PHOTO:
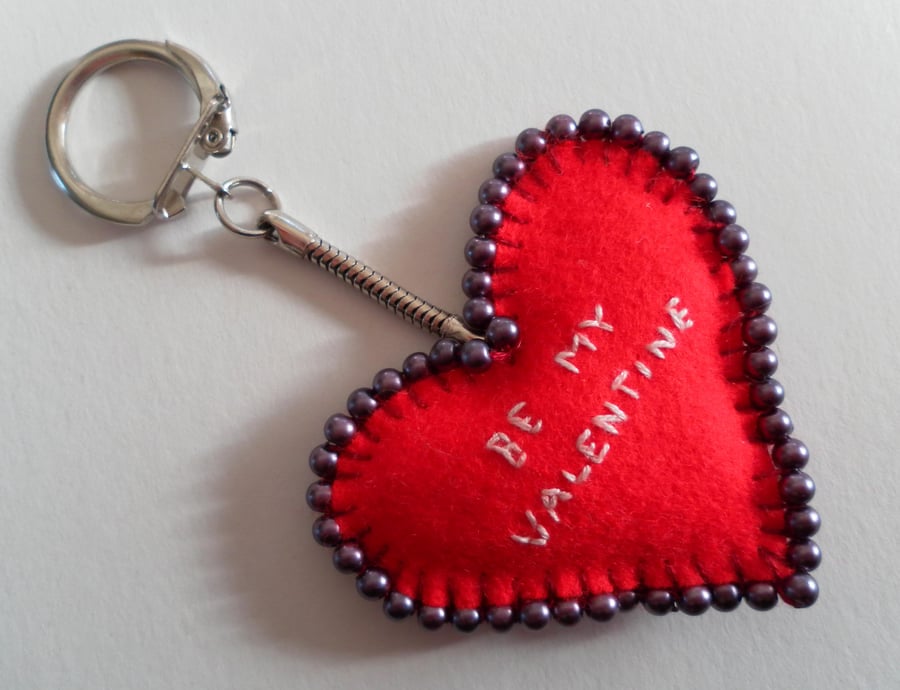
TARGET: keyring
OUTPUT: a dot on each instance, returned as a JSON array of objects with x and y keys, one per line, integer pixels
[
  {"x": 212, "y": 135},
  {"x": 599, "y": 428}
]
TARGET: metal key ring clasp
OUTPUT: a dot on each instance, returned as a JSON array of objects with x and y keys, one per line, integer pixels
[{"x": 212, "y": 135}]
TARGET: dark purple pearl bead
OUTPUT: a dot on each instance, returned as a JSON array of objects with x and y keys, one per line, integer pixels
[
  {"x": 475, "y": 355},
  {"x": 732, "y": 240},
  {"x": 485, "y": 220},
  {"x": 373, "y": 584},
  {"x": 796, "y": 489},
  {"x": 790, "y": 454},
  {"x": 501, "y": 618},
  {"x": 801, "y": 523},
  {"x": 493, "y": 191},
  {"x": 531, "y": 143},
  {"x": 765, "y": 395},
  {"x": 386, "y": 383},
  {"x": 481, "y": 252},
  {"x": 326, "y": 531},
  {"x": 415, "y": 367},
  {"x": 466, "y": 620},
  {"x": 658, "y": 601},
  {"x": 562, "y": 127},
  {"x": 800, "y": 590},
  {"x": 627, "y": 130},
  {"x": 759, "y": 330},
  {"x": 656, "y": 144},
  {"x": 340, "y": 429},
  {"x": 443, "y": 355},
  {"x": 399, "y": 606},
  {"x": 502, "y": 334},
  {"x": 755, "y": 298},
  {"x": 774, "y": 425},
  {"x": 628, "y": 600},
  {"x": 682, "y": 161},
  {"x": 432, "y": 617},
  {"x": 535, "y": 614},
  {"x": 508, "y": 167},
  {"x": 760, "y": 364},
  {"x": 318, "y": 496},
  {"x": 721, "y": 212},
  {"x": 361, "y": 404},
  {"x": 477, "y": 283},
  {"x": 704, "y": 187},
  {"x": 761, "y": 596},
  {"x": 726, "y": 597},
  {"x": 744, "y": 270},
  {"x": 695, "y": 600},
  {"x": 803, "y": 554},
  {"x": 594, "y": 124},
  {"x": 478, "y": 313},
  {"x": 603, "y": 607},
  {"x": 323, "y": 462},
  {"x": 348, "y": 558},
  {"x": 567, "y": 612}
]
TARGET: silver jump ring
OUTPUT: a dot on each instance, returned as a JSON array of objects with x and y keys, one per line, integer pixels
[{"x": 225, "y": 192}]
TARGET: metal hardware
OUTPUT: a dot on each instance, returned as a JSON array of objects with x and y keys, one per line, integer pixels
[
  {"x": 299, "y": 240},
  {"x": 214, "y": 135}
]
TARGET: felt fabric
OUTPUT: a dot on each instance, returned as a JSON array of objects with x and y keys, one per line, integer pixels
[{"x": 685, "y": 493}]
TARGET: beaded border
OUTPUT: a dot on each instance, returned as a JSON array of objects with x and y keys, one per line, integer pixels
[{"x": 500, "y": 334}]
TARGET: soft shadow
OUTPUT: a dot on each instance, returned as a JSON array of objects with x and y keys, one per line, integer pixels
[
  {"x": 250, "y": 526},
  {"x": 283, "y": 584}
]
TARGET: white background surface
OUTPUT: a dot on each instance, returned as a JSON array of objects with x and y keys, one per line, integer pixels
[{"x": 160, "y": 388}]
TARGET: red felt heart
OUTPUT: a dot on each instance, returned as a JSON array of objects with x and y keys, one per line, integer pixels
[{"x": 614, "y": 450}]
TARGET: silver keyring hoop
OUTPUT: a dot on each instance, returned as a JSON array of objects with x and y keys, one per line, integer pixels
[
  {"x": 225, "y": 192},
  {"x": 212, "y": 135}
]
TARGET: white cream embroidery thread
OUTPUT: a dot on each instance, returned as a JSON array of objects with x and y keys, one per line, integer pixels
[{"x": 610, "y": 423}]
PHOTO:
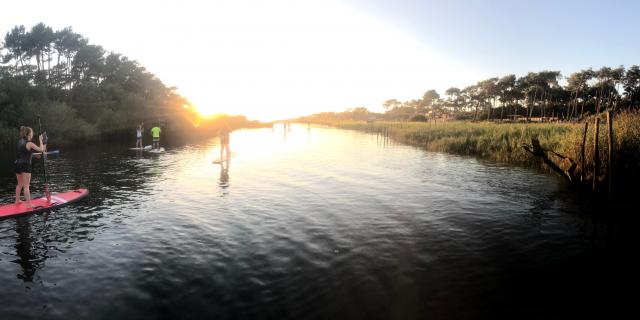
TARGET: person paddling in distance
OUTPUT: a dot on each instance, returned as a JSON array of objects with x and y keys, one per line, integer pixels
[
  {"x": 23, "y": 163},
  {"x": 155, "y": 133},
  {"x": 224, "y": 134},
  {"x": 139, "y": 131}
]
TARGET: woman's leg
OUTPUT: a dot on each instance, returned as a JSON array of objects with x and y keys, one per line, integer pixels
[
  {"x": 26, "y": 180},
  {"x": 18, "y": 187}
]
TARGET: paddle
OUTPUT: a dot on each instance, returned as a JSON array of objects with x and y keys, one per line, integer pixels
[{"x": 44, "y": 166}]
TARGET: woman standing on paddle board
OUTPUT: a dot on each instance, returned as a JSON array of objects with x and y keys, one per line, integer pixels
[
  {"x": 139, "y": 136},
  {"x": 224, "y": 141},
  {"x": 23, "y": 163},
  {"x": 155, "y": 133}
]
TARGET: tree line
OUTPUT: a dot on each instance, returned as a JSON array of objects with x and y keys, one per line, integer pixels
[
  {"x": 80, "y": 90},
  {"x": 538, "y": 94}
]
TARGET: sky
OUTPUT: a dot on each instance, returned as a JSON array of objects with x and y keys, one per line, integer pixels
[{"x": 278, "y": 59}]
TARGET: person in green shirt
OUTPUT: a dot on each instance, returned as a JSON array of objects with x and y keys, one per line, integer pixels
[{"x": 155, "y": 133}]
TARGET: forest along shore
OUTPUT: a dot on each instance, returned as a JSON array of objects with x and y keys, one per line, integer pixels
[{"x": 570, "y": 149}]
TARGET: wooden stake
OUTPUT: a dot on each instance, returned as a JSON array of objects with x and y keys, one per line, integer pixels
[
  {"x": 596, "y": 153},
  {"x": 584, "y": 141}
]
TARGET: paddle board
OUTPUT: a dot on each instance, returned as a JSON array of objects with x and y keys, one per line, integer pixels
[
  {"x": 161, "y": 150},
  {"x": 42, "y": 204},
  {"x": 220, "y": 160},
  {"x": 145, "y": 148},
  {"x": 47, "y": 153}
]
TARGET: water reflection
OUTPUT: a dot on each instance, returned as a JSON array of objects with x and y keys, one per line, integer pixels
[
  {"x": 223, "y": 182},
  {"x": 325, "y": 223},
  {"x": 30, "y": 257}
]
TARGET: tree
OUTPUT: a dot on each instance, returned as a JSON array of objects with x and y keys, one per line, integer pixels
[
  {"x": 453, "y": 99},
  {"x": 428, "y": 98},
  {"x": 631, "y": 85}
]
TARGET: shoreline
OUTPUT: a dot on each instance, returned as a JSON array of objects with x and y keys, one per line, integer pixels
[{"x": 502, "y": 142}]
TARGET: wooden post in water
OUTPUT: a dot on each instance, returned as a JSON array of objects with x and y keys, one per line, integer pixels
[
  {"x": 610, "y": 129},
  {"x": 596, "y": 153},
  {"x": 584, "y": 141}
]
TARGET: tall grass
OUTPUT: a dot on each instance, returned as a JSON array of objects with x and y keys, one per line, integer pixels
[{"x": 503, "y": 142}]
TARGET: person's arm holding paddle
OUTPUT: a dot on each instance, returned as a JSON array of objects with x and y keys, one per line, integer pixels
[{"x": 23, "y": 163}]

● Task statement
Look above for the line with "TARGET: white cream embroidery thread" and the line with "TARGET: water reflection", then copy them and all lines in between exactly as written, and only those, without any pictures.

● Solution for this task
TARGET: white cream embroidery thread
OUTPUT: a dot on each instance, returned as a JSON array of objects with x and y keys, one per line, integer pixels
[{"x": 610, "y": 423}]
PHOTO:
TARGET: person paddling in distance
OUTPUT: a dot on each instance, returned as a JSON array of objects with x and y keys, one per line, integer pixels
[
  {"x": 23, "y": 163},
  {"x": 155, "y": 133},
  {"x": 224, "y": 134},
  {"x": 139, "y": 131}
]
TARGET: woman's leg
OUTPUT: a dot on each instance, returned as a JSON array of objects with x and y keys, one per line, integer pixels
[
  {"x": 26, "y": 180},
  {"x": 18, "y": 187}
]
TARGET: paddle
OUTPUT: a dot on each instance, returned as a JSON array of objects with x and y keys, one per line, integer pixels
[{"x": 44, "y": 166}]
TARGET: woman standing on paddle board
OUTPUT: a dot on each instance, returned as a JSON array of objects with x and y keys, one per line, integer pixels
[
  {"x": 139, "y": 136},
  {"x": 224, "y": 141},
  {"x": 23, "y": 163},
  {"x": 155, "y": 133}
]
TARGET: tree line
OUTPUT: a dot on each instance, returned as a JSON array of objects with x and y keys, one per line, integer pixels
[
  {"x": 80, "y": 90},
  {"x": 538, "y": 94}
]
TARGET: sky
OUTPUT: a dot on each instance, returned as a JSON array of objects with x and y keys, one per line, integer pixels
[{"x": 278, "y": 59}]
TARGET: person in green shirt
OUTPUT: a dot on each instance, returned as a JSON array of objects with x and y keys, one per line, integer pixels
[{"x": 155, "y": 133}]
TARGET: forest along shore
OUTPUT: a dot on each instance, returned as a JSON array of objects with x and y keys, one per line, integer pixels
[{"x": 570, "y": 149}]
TARGET: wooden stake
OUTPUT: a dot on each instance, returned as a JSON array of objects with x and y keys, one per line, integer pixels
[
  {"x": 596, "y": 153},
  {"x": 584, "y": 141}
]
TARGET: paddle board
OUTPUT: a dot on each instance, returned as a JSON array of objects with x and y keys, one per line, integer pixels
[
  {"x": 161, "y": 150},
  {"x": 42, "y": 204},
  {"x": 220, "y": 160},
  {"x": 145, "y": 148},
  {"x": 47, "y": 153}
]
TARGET: water reflection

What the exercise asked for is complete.